[Entries for bounding box labeling]

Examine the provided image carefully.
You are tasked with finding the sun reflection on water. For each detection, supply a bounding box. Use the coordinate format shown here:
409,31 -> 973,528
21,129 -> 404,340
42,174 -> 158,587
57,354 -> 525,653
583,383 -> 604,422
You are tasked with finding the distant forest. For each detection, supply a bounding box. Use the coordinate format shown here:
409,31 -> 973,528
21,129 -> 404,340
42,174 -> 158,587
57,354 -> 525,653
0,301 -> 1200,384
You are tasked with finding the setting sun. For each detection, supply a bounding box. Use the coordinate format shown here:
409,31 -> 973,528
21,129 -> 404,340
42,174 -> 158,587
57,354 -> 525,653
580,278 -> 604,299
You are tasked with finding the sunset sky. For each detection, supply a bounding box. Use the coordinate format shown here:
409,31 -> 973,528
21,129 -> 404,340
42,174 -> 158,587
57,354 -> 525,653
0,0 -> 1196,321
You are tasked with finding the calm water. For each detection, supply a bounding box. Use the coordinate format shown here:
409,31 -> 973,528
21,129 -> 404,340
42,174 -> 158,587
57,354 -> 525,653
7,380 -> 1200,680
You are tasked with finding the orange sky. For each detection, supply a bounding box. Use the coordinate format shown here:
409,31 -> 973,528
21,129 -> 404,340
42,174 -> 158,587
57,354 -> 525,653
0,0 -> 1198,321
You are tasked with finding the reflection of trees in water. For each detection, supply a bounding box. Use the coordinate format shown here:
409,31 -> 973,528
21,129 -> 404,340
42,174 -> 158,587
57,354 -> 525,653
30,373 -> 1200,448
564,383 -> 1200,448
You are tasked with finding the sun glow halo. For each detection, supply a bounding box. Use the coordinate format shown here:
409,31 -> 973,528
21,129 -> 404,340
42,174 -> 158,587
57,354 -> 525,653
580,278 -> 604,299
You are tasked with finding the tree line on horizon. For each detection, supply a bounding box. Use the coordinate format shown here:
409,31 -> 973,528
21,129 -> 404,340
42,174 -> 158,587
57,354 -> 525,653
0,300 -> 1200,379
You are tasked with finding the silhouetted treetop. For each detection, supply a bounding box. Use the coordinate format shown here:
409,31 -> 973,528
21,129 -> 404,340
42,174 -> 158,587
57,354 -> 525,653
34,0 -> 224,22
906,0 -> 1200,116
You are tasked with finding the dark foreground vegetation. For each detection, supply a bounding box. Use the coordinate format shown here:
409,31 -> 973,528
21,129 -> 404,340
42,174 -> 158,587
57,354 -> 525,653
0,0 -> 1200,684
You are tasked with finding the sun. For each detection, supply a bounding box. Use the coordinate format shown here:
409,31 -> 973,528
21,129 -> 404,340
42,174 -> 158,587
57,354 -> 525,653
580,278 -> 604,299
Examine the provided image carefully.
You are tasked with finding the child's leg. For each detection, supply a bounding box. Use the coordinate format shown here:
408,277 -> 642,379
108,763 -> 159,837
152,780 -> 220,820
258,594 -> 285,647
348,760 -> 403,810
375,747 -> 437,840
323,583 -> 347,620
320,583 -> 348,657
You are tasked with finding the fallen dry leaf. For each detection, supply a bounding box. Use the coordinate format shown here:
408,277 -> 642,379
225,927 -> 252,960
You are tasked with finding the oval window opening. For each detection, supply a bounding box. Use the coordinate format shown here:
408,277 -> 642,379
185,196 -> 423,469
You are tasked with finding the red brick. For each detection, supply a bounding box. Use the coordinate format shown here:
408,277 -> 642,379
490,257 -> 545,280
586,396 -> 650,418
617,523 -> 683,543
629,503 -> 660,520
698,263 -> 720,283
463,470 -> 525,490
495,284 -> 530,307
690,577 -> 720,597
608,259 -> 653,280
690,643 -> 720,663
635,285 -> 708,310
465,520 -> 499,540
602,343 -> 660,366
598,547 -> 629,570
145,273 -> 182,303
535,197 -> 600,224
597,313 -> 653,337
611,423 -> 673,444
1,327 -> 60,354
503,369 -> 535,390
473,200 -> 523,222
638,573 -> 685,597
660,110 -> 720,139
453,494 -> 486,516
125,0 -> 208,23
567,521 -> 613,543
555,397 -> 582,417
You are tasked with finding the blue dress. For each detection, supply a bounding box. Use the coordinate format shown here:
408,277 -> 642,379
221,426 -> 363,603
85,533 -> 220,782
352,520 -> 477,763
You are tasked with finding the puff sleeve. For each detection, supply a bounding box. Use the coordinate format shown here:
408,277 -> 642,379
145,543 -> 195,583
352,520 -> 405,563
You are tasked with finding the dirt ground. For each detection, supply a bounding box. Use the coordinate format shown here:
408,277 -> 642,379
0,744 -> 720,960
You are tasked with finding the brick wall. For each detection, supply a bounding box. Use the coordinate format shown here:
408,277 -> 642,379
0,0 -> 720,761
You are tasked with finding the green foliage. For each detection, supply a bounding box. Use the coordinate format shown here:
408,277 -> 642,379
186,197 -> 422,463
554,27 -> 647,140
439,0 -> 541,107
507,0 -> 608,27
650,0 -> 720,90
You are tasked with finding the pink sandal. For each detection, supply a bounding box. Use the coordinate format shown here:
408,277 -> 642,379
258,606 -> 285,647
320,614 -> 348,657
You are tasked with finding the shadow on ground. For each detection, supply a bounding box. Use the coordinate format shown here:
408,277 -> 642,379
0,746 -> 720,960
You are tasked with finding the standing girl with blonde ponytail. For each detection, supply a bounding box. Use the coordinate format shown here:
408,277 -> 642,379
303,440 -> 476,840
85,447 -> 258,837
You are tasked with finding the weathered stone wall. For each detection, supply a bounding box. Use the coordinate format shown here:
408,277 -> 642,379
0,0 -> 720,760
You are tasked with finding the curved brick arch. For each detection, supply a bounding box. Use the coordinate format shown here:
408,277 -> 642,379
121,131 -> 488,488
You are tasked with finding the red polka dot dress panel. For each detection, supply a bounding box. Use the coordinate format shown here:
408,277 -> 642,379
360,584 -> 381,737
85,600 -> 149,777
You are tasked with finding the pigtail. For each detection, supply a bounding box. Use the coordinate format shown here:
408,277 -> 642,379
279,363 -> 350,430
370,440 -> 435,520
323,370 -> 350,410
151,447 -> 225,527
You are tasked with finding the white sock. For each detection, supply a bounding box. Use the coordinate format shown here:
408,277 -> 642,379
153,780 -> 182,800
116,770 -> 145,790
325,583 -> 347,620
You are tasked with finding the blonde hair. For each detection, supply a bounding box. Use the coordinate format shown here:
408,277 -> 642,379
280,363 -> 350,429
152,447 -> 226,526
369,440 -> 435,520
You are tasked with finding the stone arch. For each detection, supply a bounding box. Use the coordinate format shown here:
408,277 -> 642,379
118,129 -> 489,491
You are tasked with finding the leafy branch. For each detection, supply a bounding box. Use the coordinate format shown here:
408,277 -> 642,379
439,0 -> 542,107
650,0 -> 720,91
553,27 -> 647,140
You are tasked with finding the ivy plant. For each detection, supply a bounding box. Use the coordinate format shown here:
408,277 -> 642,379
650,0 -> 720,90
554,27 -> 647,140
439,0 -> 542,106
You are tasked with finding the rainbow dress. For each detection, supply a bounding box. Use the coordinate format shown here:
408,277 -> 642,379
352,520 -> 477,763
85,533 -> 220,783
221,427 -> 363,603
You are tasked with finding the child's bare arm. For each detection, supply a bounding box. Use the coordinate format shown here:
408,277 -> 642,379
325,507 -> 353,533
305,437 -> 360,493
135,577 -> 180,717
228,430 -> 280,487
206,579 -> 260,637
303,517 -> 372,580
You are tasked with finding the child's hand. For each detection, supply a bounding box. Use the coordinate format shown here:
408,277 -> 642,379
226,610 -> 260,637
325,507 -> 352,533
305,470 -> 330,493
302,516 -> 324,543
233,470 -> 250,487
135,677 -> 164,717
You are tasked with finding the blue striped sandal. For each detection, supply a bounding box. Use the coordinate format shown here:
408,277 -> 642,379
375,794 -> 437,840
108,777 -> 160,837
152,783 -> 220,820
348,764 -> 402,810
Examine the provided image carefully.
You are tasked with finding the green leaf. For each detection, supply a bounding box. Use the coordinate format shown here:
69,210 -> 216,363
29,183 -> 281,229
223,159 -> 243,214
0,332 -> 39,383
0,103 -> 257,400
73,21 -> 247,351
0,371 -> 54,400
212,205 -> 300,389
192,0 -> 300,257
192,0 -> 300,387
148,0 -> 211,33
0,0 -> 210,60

## PROMPT:
Set down only these lines, exactly: the line containing "You are tasked with finding the blue striped" and each line after it, through the end of the listing.

## TASK OUTPUT:
You are tasked with finding the blue striped sandal. For each detection, supply a bounding box. Use the coordinate format shown here:
408,277 -> 642,379
375,794 -> 437,840
108,777 -> 160,837
152,783 -> 220,820
348,764 -> 402,810
Examine the provided image carefully.
You are tasked with finding the green leaf. For each detection, supply a bounding box. Use the coordinate format shown here:
69,210 -> 216,363
29,183 -> 281,229
223,159 -> 243,214
0,332 -> 39,383
0,103 -> 257,400
73,21 -> 247,351
0,371 -> 54,400
212,205 -> 300,389
192,0 -> 300,257
192,0 -> 300,387
148,0 -> 211,33
0,0 -> 210,60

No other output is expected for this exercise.